- Poster presentation
- Open Access
Data-based decision-making at all managerial levels in health care: an integral part of evidence-based practice
© Epstein; licensee BioMed Central Ltd. 2014
- Published: 7 July 2014
- Decision Making
- Infant Mortality
- Health Care Manager
- Service Department
- Final Project
While the critical role of an evidence base for policy decision-making in health care is obvious and well documented, the same cannot be said for daily decision making by health care managers at all levels of the system.
The relevance for heads of clinical departments, chief nurses, and specialist units became clear when directing a University Hospital and later being part of the management of a similar institution some years later. To be clear, this is not related to clinical decisions but to those in the managerial role. Two issues were immediately clear - there was the inherent principle of the “I know” method of decision making -”don’t confuse me with facts”, and secondly that most heads of service departments had not received training in decision-making. It was taken for granted that that they knew how to do it. An additional issue was the lack of relevant information on issues that required a manager’s decision. There was a need to plan studies, completed in relatively short time periods, in order to allow for “real-time” decision making.

MATERIAL SHOWN =
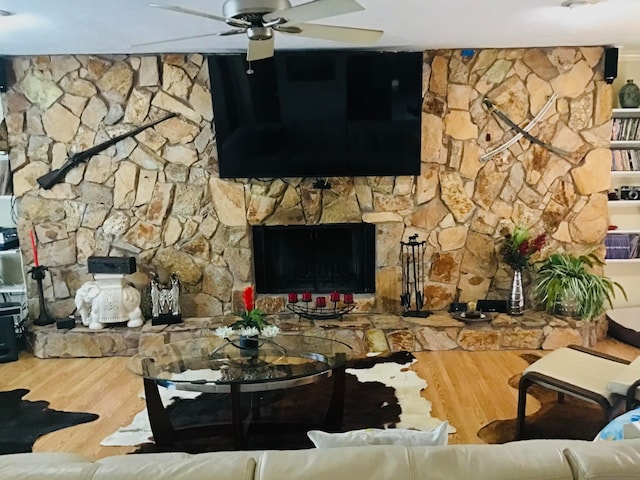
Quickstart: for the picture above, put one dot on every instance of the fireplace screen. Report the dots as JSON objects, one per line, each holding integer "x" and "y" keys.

==

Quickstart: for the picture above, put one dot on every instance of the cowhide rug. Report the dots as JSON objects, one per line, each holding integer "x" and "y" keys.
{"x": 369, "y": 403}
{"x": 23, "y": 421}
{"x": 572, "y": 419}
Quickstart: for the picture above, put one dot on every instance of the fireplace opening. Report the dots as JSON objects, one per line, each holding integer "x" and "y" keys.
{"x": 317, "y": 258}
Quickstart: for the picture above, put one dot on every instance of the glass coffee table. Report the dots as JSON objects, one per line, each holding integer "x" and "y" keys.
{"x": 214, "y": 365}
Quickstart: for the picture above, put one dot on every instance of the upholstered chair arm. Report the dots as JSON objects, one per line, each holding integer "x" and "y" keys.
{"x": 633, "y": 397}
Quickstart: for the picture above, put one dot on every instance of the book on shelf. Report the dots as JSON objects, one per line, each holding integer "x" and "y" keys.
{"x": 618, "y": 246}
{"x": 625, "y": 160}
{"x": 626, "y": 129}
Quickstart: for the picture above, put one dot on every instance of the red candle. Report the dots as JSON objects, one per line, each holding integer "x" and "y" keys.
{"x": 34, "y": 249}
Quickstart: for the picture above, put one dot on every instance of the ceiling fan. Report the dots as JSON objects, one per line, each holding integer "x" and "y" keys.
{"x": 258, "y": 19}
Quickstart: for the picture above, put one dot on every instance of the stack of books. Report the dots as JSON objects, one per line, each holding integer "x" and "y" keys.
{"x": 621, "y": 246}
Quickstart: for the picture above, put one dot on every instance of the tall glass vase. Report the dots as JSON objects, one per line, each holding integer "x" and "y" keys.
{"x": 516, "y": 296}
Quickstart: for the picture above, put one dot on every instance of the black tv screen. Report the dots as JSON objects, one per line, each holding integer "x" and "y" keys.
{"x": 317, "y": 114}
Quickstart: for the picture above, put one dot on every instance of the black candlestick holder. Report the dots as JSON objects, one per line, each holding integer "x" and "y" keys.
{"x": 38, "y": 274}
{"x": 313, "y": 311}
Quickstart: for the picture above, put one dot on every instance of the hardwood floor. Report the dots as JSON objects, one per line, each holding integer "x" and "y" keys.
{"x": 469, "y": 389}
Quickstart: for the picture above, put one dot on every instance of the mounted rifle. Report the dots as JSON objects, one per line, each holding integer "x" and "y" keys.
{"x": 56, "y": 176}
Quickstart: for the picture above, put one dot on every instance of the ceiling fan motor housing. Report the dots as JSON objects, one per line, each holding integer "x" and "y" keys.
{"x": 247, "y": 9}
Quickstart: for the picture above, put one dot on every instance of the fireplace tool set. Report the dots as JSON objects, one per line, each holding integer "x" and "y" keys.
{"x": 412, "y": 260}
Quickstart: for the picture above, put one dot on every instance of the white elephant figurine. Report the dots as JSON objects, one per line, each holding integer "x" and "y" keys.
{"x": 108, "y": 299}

...

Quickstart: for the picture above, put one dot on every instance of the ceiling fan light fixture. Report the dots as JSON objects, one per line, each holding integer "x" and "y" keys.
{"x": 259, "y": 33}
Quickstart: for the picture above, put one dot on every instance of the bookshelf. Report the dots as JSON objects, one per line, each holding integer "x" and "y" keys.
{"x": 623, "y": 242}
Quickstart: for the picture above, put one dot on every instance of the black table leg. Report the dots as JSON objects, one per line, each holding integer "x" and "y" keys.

TASK TO CARRY OUT = Resume the abstract on data-based decision-making by health care managers, picking up right after its final sentence. The entries have nothing to do with the abstract on data-based decision-making by health care managers.

TASK OUTPUT =
On the basis of the above analysis, a course was designed for students within the framework of studies for the Master of Public Health or Master of Health Administration. The syllabus includes both models for administrative decision- making (adapted to health care) as well as a series of case studies that had been performed over the years and provided a practical basis for the managerial decision-making process. These included, amongst others:
• The performance of unnecessary laboratory tests in the community - reasons for ordering, use of the results, and effect of intervention
• The implication of low reliability of interpretation of radiological tests and their possible improvement
• Inappropriate use of hospitalization days
• The use of routine computerized data for quality assessment in hospitals
All students were required to present assignments on defined issues.
This included epidemiological data, need for additional manpower and its training and financial implications. The defined tasks included:
• The need for additional manpower
• The introduction of a new test or a change in method of performance
• Rise in infant mortality in a defined region
In addition a final project required the preparation of a detailed plan relating to a question requiring a decision in a health service.
The course has been very positively evaluated over the years especially in having provided a defined approach to health managerial decision making.